■ Page text ■
·····

Statuette of the Goddess Taweret
- Ptolemaic Period
- 332–30 B.C.
- From Egypt, Northern Upper Egypt, Qena area
- Glassy faience
- H. 11 cm (4 5/16 in); W. 3.3 cm (1 5/16 in); D. 4.8 cm (1 7/8 in)
- Credit Line:
- Purchase, Edward S. Harkness Gift, 1926
- Accession Number:
In all likelihood, this statuette represents the goddess Taweret, whose domain was the protection of pregnant women, especially during childbirth. Her menacing image, intended to frighten away demons and other deadly creatures, combines human, hippopotamus, crocodile, and lion attributes. The post on her head probably supported a metal crown in the shape of a sun disk, surmounted by either feathers or horns. The stylized symbol under her front paws can be best interpreted as the sa amulet. Although Taweret was worshipped in both secular and sacred settings, this statuette's almost perfect condition, exceptional craftsmanship, size, and iconography suggest that it was created for a temple—possibly for the "birth house" where this goddess was linked with Isis.

·····

■ Dataset extract ■
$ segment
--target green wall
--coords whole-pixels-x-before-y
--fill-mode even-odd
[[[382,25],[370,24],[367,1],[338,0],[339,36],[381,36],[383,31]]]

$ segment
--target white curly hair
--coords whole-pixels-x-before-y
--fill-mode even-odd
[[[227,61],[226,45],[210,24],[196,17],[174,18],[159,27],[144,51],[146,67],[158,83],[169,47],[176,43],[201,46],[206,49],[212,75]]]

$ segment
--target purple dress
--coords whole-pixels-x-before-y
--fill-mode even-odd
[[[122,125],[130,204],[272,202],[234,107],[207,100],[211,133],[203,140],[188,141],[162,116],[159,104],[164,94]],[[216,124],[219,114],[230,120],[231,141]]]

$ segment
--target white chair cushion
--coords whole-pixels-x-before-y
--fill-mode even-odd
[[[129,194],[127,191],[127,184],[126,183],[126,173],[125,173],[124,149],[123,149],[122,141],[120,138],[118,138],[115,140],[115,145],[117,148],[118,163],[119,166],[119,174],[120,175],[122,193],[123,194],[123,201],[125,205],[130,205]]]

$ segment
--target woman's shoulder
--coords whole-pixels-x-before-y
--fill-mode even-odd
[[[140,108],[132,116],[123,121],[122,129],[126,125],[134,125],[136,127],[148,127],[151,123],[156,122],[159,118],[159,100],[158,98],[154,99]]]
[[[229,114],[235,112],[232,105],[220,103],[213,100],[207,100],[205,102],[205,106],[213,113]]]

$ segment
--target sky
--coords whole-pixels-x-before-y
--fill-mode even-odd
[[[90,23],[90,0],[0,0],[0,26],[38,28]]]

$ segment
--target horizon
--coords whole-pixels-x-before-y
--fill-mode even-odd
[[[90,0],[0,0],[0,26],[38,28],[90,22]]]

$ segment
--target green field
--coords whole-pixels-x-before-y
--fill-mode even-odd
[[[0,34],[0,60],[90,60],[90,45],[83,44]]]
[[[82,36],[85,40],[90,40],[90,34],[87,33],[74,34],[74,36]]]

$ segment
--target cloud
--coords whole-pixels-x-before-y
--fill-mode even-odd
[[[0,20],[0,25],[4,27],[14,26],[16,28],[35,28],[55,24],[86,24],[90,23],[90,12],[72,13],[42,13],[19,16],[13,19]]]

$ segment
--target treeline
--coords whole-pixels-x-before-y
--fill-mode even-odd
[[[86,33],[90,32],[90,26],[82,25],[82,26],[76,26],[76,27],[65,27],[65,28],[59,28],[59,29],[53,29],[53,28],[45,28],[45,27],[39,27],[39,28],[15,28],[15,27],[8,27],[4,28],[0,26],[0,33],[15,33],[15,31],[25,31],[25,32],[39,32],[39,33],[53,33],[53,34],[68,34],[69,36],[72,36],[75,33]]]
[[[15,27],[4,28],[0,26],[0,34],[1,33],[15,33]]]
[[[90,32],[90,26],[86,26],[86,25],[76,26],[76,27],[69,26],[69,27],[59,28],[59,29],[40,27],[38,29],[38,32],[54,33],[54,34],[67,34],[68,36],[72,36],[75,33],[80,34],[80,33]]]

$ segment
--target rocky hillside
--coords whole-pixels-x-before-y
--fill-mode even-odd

·····

■ To be done ■
Please copy, word for word, the stretch of the Taweret statuette text above from "Statuette of the" through "cm (1 7/8 in)".

■ Response to the exercise ■
Statuette of the Goddess Taweret
- Ptolemaic Period
- 332–30 B.C.
- From Egypt, Northern Upper Egypt, Qena area
- Glassy faience
- H. 11 cm (4 5/16 in); W. 3.3 cm (1 5/16 in); D. 4.8 cm (1 7/8 in)